> _WHAT NEEDS TO BE DONE_
Take the data that follows and retype it word for word.
(Beginning of ENTRIES PROVIDED)
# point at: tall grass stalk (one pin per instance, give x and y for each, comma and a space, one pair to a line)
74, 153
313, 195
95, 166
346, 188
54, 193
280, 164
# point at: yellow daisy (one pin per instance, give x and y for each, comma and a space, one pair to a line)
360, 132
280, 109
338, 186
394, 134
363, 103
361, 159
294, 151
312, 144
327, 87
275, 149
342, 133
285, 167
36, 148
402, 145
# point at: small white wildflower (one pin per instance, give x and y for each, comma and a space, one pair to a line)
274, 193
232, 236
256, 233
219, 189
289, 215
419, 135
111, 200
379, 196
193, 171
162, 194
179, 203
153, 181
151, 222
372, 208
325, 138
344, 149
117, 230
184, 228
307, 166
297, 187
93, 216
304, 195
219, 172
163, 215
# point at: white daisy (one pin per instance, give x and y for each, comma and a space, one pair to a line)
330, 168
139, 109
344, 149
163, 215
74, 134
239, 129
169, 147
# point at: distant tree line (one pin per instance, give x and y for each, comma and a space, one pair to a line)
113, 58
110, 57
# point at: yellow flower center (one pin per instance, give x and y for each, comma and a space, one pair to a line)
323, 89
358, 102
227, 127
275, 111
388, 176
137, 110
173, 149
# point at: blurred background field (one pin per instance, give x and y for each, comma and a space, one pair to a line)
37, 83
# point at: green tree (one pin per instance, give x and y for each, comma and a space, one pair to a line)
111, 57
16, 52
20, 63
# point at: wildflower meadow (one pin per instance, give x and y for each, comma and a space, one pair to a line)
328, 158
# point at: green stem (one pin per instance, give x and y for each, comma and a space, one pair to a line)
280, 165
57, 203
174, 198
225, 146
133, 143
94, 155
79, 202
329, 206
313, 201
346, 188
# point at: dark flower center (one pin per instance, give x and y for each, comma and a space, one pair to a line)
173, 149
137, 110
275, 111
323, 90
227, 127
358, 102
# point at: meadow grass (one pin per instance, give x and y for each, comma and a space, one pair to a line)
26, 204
(End of ENTRIES PROVIDED)
> _RESPONSE FOR THIS EXERCISE_
# point at: tall grass stalk (one pin per instance, give x and y for each, comma and a space, one pair to a line)
74, 153
313, 195
95, 166
346, 188
54, 193
280, 164
# point at: yellow daisy (one pin per instance, give x and y for each, comma and a space, one pair to a line)
360, 132
280, 109
338, 186
394, 134
363, 103
361, 159
294, 151
312, 144
327, 87
275, 149
342, 133
285, 167
36, 148
402, 145
# point at: small white wildflower (one pin per instance, give x and y for each, comma and a space, one pair to a line)
274, 193
232, 236
256, 233
219, 189
289, 215
419, 135
111, 200
379, 196
193, 171
162, 194
179, 203
153, 181
151, 222
372, 208
325, 138
344, 149
117, 230
184, 228
307, 166
297, 187
93, 216
304, 195
219, 172
163, 215
# point at: white daisy (one pin per instance, give x and y for each, comma and a space, one pair to a line)
330, 168
139, 109
344, 149
163, 215
74, 134
239, 129
169, 147
# point at: distant tree line (one pin per instance, give x and y for each, comma and a space, one pair to a line)
113, 58
110, 57
# point at: yellow flower center (one pin per instance, give x and y for each, comma and a space, one pair to a line)
323, 89
358, 102
227, 127
275, 111
388, 176
137, 110
173, 149
# point at: blurred background field (one pin per instance, give x and y for each, comma and a space, one pair to a line)
37, 83
# point at: green tree (one pin per instance, give x and y for each, comma and a space, one pair to a line)
111, 57
16, 52
20, 63
# point at: wildflower meadow (one pin per instance, give x and y for each, comma and a space, one pair to a line)
328, 158
# point at: green stem (one pin per instance, give x and y for each, comma and a space, one pair to a line)
280, 165
57, 203
174, 198
225, 146
133, 143
94, 155
79, 202
329, 206
313, 201
346, 188
# point at: dark flower center (one pin per instance, give x and y for each, comma and a space, one pair to a line)
173, 149
137, 110
275, 111
323, 90
227, 127
358, 102
# point at: meadow grass (one pin per instance, give x and y for each, comma and a space, one pair to a line)
26, 204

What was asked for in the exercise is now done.